** What this task involves **
Would you output all the lines below precisely as they stand, leaving each picture out?

Recorded data:
========================================

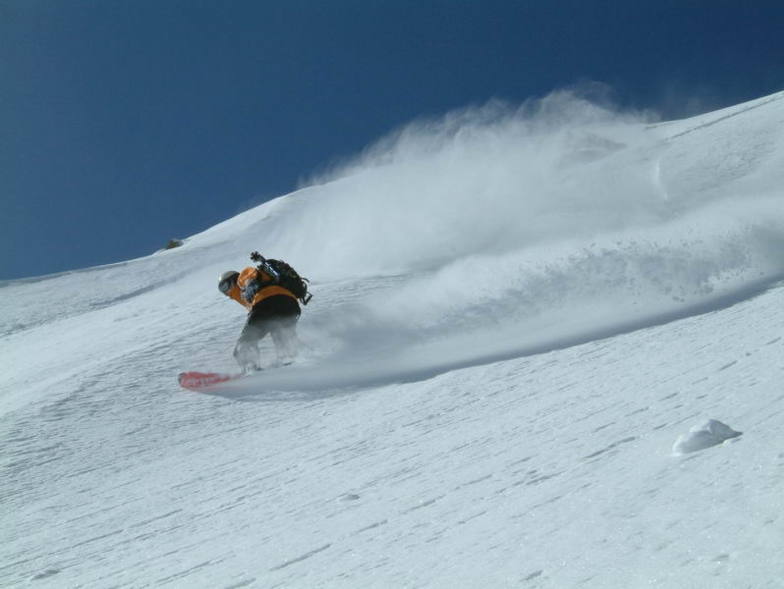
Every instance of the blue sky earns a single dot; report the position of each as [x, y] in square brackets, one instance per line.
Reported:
[129, 122]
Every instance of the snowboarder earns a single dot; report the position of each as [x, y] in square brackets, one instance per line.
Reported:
[272, 309]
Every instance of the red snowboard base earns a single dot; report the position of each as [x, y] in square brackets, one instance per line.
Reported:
[201, 381]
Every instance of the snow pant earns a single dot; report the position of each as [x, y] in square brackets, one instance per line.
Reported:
[276, 315]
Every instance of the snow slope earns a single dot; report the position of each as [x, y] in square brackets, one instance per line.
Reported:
[517, 314]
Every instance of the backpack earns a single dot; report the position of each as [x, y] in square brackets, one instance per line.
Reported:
[285, 276]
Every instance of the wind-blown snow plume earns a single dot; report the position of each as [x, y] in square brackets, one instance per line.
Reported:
[537, 225]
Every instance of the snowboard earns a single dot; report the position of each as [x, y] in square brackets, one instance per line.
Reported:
[204, 381]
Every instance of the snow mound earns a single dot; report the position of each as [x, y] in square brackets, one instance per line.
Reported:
[704, 435]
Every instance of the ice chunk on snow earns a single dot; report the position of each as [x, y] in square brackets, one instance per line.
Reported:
[706, 434]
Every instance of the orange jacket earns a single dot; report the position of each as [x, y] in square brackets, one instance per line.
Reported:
[250, 274]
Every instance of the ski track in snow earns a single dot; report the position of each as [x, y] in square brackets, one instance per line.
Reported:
[544, 465]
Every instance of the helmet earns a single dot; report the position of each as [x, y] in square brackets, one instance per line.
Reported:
[227, 280]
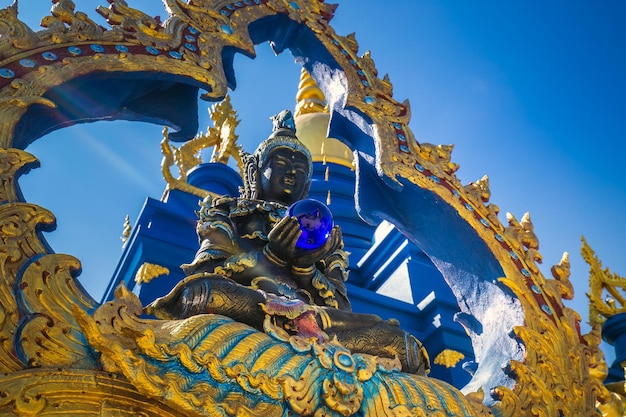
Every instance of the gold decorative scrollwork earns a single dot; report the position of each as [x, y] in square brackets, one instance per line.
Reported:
[221, 136]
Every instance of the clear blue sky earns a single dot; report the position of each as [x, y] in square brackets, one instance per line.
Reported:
[532, 94]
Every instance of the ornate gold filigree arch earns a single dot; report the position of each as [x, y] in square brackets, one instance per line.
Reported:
[48, 332]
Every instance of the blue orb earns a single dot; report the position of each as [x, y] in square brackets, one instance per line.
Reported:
[316, 222]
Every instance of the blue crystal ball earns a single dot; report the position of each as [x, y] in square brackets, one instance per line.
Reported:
[316, 222]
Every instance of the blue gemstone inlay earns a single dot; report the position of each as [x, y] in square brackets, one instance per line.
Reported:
[6, 73]
[75, 50]
[49, 56]
[27, 63]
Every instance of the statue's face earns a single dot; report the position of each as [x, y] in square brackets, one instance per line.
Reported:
[284, 176]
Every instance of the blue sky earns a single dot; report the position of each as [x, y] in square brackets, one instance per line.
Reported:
[532, 93]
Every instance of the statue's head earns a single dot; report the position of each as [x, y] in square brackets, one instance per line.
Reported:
[280, 169]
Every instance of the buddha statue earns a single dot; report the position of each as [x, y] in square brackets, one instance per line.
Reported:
[249, 265]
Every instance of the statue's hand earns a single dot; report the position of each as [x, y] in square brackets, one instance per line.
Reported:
[304, 258]
[282, 239]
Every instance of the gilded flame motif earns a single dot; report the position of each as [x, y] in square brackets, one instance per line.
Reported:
[108, 361]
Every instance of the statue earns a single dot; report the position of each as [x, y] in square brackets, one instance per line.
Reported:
[250, 265]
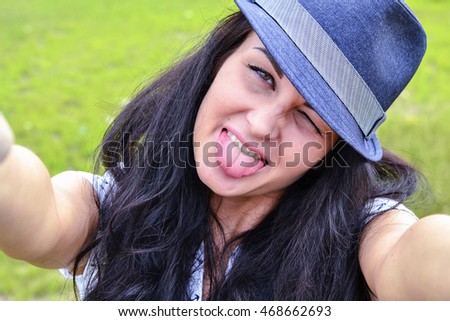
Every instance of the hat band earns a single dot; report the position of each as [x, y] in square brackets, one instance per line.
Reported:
[329, 61]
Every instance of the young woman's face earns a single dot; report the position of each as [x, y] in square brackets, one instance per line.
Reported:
[254, 133]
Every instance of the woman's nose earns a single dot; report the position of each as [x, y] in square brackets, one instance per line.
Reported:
[264, 122]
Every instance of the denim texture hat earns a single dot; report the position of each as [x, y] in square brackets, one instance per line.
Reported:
[350, 59]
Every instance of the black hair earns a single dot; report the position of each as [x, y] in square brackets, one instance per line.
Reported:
[158, 214]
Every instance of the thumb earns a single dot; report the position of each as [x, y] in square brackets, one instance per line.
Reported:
[6, 137]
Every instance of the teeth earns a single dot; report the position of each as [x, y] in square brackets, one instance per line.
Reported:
[241, 146]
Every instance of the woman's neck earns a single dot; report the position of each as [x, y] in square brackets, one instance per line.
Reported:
[237, 215]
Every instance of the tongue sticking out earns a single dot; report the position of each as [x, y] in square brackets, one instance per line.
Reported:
[233, 161]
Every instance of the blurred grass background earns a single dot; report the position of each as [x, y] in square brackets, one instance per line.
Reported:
[67, 66]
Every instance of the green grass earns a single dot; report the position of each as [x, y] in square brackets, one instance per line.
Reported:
[67, 66]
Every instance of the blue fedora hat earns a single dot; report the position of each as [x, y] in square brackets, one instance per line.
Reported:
[350, 59]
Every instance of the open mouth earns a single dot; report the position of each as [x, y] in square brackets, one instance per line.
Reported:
[242, 147]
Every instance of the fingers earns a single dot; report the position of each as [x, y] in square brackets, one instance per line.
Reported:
[6, 137]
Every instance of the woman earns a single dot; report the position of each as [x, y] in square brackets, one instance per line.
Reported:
[248, 171]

========================================

** Result of the task **
Every instance of the blue sky earns a single dot; report the position of each as [x, y] in square brackets, one instance per line.
Reported:
[129, 122]
Every instance of the snowboarder earns a single dot; report the position of each as [x, y] in square brackets, one instance per line.
Reported:
[272, 309]
Every instance of the red snowboard base earns a single dot; report the position of each as [x, y] in square brackets, one instance per line.
Reported:
[201, 381]
Every instance of the snow pant earns a single dot; report the position of each as [x, y] in square brackets, one instance per line.
Reported:
[276, 315]
Every instance of the snow slope earns a single dot; report the position of each as [x, y] in square brackets, one instance per line.
Reported:
[517, 314]
Every instance of the backpack earns a single dot; report the position of each as [x, y] in square brackets, one instance per line.
Reported:
[285, 276]
Every instance of the wind-blown snow plume earns a single dot; report the position of each as [x, y] in square brackets, one instance per line.
Reported:
[537, 225]
Every instance of the snowboard earns a single dot; report the position of each as [x, y] in square brackets, one instance per line.
Reported:
[204, 381]
Every instance of the snow mound earns a single dot; report the position of each as [x, y] in square brackets, one instance per line.
Reported:
[704, 435]
Every instance of the ice chunk on snow earns a single dot; report the position of each as [x, y] in square brackets, one instance per line.
Reported:
[706, 434]
Every instance of the orange jacket earns a single dot; report the position of each as [x, y] in square brackets, one instance per line.
Reported:
[250, 274]
Every instance of the ski track in snow earns a single dot; report the position of each as [x, y] in square brackets, one instance per line.
Reported:
[544, 465]
Every instance of the helmet earns a single dot; report the position of each as [x, y] in square brackets, one instance per line.
Reported:
[227, 280]
Every instance of the gold decorative scrollwork earns a single dot; report the position of each as [x, y] in square brackets, one instance per line.
Reported:
[221, 136]
Every instance of the clear blue sky earns a single dot; report the position of each as [x, y] in square brackets, one instance per line.
Reported:
[532, 94]
Every instance of the ornate gold filigree arch earns a single dot; report the position of each as [x, y] in square brackets, one instance per line.
Reported:
[48, 332]
Every instance of the blue orb earns a single dot; report the position of each as [x, y] in square brackets, one instance per line.
Reported:
[316, 222]
Every instance of the blue crystal ball earns a single dot; report the position of each as [x, y] in square brackets, one instance per line.
Reported:
[316, 222]
Every instance of the blue gemstone inlay earns a single dot; report the position of each as [x, y] in square brackets, one instance per line.
Reported:
[6, 73]
[75, 50]
[49, 56]
[27, 63]
Every instance of the statue's face earns a single dot; report the position of each as [x, y] in square brackets, one instance per line.
Reported:
[284, 176]
Every instance of the blue sky earns a single dot; report the position of each as [x, y] in square brackets, one instance per line.
Reported:
[532, 93]
Every instance of the statue's head earns a single dot; report the position of each as [x, y] in square brackets, one instance per line.
Reported:
[280, 169]
Every instance of the buddha statue earns a single dot; report the position of each as [x, y] in square brackets, one instance per line.
Reported:
[249, 265]
Every instance of the statue's hand earns a single dot; report the position of each as [x, y] in square brackets, one instance per line.
Reported:
[304, 258]
[282, 239]
Every instance of the gilded flame motif earns a single dot; report the position of each as [x, y] in square brackets, one instance per line.
Reported:
[108, 361]
Every instance of the statue earns a single dot; report the position of each as [x, y] in square brackets, one instance per line.
Reported:
[250, 265]
Every instance of the hat band earns a single dot; report the position of each as [x, y] in square brackets, one instance per line.
Reported:
[329, 61]
Every instance of the young woman's face earns a single dot; report the position of each as [x, y] in square brackets, one instance per line.
Reported:
[254, 133]
Every instance of the woman's nose earns a single dot; report the position of each as [x, y] in square brackets, one instance per line.
Reported:
[264, 122]
Every instance of the denim texture hat earns a single dot; report the position of each as [x, y] in square brackets, one instance per line.
Reported:
[350, 59]
Every instance of the black hair earns a single dot; report the position of each as [x, y] in square brackets, one instance per line.
Reported:
[158, 214]
Every instance of the thumb earns a single dot; report the position of each as [x, y] in square brackets, one instance per line.
Reported:
[6, 137]
Every instance of the teeth earns a single dot; report the position of each as [x, y] in square brackets, one instance per line.
Reported:
[241, 146]
Every instance of the woman's neck earns a single dot; report the position of each as [x, y] in square brackets, one instance per line.
Reported:
[237, 215]
Every instance of the tongue sticking out earns a single dot; report the position of each as [x, y] in square brackets, one instance per line.
Reported:
[233, 161]
Every instance of the blurred grass background earns a single dot; report the position of each as [x, y] in square brackets, one instance per line.
Reported:
[67, 66]
Every instance of the green grass earns a single dot; report the position of each as [x, y] in square brackets, one instance per line.
Reported:
[67, 66]
Every instance of the blue fedora hat earns a single dot; report the position of each as [x, y] in square brackets, one instance per line.
Reported:
[350, 59]
Every instance of the open mouth earns a single dot; report the position of each as [x, y] in square brackets, one instance per line.
Reported:
[242, 147]
Every instance of the fingers earns a single dot; report the position of each as [x, y] in square brackets, one instance per line.
Reported:
[6, 137]
Every instance of the woman earns a single dot; report the position of each as [x, y] in square brackets, one instance per line.
Reported:
[248, 171]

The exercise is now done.